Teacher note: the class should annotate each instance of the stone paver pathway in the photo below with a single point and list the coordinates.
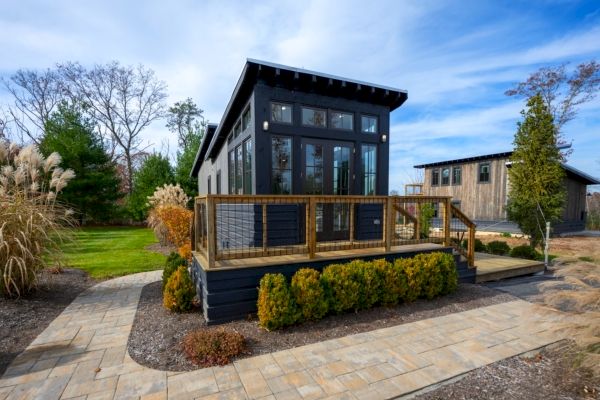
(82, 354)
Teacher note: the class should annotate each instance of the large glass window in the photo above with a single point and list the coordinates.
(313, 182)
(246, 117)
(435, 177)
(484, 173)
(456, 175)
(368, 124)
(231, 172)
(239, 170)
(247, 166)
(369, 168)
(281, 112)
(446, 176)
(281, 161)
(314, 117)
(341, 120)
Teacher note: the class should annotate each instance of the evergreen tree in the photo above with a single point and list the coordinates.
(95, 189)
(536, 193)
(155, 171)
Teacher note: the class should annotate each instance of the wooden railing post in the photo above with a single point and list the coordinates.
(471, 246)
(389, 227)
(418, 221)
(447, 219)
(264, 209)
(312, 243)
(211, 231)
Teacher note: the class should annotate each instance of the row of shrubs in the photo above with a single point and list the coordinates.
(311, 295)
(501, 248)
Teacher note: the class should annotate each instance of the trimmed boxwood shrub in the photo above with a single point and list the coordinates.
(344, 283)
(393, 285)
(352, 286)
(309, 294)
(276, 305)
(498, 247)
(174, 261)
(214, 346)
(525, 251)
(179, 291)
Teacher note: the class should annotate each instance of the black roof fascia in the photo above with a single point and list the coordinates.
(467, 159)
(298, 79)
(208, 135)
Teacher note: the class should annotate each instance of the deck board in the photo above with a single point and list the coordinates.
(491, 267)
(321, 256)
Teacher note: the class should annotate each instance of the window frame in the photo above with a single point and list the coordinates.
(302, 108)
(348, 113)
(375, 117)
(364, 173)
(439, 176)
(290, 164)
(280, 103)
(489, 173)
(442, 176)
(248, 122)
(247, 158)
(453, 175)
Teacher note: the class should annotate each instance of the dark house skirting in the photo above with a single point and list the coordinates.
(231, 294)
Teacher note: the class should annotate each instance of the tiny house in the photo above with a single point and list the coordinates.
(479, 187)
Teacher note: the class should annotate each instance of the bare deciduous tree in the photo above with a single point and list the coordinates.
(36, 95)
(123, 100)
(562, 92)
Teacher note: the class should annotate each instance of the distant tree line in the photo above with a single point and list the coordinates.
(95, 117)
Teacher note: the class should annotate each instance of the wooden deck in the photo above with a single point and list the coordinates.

##########

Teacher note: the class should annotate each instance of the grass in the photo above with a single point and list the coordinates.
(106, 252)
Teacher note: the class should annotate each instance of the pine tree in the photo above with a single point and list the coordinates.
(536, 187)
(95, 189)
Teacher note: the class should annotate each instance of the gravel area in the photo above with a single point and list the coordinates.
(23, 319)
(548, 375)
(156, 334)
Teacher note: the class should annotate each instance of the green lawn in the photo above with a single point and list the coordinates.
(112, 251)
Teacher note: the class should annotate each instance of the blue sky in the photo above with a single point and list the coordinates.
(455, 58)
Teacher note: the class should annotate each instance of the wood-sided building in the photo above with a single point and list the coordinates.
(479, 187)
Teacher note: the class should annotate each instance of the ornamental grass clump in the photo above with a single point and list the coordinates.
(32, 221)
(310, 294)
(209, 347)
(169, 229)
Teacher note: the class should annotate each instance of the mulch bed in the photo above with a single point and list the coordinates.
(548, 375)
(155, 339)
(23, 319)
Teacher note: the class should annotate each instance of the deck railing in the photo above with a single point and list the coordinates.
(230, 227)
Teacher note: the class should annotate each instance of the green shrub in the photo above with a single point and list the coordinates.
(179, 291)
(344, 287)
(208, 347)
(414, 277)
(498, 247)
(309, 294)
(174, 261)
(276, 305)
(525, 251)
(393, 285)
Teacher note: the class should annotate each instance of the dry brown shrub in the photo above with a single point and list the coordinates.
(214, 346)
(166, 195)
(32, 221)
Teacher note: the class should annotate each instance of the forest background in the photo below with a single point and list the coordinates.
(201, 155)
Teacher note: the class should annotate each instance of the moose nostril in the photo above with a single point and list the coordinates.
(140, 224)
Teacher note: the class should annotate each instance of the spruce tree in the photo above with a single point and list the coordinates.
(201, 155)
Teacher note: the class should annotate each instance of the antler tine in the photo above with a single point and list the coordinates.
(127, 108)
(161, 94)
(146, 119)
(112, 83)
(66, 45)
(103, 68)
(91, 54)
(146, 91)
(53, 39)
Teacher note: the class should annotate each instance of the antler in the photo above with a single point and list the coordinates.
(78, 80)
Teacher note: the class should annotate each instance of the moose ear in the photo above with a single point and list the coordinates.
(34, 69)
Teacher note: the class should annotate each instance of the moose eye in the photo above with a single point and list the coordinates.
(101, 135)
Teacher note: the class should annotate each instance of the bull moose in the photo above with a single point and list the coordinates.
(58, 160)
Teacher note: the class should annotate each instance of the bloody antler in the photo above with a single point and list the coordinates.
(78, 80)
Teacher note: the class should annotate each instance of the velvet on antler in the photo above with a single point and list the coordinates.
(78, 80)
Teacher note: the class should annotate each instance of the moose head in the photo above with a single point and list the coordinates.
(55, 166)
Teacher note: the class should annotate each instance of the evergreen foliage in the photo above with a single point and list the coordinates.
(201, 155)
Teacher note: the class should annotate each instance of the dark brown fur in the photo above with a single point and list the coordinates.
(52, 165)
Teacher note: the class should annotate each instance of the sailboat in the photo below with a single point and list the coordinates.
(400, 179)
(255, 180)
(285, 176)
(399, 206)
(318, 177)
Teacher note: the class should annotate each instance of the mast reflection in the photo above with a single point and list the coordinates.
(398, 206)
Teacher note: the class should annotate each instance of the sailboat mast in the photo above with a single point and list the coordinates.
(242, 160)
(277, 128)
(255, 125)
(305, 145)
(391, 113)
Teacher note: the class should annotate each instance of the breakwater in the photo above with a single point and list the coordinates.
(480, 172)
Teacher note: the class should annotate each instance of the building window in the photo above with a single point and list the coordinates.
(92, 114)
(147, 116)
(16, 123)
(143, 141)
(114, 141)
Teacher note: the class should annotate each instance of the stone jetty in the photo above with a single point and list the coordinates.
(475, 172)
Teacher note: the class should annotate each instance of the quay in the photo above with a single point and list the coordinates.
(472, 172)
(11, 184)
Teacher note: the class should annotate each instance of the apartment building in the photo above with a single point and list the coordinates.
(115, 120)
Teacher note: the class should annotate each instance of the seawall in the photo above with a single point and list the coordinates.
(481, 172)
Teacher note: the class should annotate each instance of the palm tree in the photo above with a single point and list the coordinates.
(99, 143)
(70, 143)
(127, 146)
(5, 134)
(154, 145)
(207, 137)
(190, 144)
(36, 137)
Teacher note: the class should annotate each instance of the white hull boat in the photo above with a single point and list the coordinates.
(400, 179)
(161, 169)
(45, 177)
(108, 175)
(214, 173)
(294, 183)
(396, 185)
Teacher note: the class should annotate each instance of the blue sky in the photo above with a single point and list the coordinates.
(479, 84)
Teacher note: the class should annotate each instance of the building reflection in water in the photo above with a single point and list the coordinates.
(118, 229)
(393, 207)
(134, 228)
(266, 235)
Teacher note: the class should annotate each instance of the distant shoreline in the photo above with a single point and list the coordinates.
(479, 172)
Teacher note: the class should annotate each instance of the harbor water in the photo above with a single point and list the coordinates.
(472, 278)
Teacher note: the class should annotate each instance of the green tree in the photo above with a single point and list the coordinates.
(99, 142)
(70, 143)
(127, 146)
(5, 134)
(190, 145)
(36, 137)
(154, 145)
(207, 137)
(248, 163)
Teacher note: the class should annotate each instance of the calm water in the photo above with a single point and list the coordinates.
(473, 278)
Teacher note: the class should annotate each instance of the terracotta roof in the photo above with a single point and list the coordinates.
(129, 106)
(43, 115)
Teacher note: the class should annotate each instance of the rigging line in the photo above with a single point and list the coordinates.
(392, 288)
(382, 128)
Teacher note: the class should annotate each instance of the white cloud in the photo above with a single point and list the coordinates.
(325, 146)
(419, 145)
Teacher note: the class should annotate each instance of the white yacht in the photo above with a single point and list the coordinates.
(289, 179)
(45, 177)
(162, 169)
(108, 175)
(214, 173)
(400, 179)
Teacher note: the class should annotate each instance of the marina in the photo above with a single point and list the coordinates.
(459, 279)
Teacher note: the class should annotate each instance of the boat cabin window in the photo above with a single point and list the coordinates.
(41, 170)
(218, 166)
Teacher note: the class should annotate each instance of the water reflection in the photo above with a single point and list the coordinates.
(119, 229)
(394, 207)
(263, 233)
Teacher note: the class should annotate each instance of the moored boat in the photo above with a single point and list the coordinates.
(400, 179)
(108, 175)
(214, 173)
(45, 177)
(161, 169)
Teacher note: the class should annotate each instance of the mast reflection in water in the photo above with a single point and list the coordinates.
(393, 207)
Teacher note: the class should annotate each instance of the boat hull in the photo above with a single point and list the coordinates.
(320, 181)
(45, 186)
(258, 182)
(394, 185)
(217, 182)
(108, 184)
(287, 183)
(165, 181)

##########

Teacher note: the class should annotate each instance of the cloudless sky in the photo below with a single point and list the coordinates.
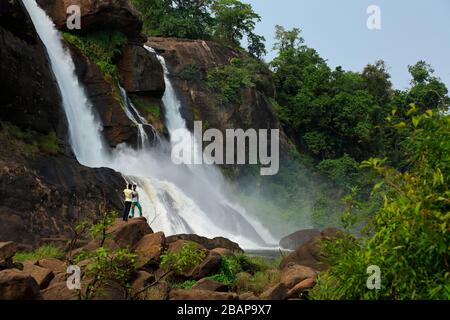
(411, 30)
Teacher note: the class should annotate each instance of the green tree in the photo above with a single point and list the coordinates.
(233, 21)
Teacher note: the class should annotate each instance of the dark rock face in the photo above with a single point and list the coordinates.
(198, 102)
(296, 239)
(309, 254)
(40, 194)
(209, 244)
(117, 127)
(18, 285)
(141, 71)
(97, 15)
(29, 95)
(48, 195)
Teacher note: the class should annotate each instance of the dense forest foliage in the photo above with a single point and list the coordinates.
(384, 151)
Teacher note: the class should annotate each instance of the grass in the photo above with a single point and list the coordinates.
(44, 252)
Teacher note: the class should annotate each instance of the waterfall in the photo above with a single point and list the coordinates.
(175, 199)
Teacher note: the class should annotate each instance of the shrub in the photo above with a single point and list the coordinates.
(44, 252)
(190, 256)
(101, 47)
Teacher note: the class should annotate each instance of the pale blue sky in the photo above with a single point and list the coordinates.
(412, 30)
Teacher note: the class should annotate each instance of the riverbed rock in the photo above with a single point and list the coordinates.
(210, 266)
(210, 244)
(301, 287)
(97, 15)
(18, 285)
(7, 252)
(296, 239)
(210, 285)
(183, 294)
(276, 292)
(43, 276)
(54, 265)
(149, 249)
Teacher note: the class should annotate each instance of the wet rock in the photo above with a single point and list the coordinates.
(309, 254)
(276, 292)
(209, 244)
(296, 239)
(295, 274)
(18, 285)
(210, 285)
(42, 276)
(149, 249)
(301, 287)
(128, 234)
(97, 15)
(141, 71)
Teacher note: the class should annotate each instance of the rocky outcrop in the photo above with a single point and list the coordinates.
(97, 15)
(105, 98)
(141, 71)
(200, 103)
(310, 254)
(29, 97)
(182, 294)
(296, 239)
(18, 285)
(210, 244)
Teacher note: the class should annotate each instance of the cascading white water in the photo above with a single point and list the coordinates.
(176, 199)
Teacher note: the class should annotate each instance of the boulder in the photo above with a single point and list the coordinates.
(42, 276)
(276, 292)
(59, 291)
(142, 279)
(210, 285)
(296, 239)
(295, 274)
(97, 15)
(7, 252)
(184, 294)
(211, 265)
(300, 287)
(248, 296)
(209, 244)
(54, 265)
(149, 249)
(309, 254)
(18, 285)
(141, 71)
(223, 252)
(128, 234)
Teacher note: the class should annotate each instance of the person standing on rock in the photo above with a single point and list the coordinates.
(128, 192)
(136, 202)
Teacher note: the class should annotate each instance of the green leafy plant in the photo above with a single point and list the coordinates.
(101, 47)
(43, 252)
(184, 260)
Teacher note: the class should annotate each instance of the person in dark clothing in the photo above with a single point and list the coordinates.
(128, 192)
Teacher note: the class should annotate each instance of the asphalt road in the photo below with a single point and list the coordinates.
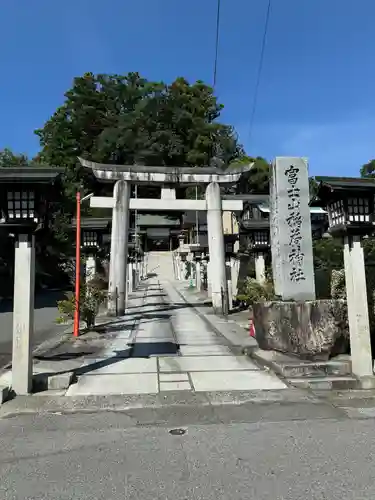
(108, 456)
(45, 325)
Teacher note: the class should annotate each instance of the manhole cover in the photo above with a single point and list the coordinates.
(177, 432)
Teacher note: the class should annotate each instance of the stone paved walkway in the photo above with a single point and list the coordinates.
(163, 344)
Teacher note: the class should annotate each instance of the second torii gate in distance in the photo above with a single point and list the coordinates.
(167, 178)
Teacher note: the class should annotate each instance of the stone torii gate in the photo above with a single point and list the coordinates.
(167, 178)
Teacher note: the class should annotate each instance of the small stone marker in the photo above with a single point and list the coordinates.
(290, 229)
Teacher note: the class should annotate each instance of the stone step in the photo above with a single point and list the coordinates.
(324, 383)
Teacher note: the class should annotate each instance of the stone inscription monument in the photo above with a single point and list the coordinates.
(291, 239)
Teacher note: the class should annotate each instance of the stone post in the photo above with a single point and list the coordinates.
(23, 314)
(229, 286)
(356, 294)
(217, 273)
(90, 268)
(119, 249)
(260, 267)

##########

> [Goal of the exercise]
Which lines in the records above contain the word "house"? Gather each of them, copied in full, and note that case counts.

> [Written response]
Teacher note: the class should annotate each instance of the dark house skirting in the photo above with a single point and list the coordinates.
Teacher note: the class should annotate each instance of the tiny house in the photo above with a single point and list the coordinates.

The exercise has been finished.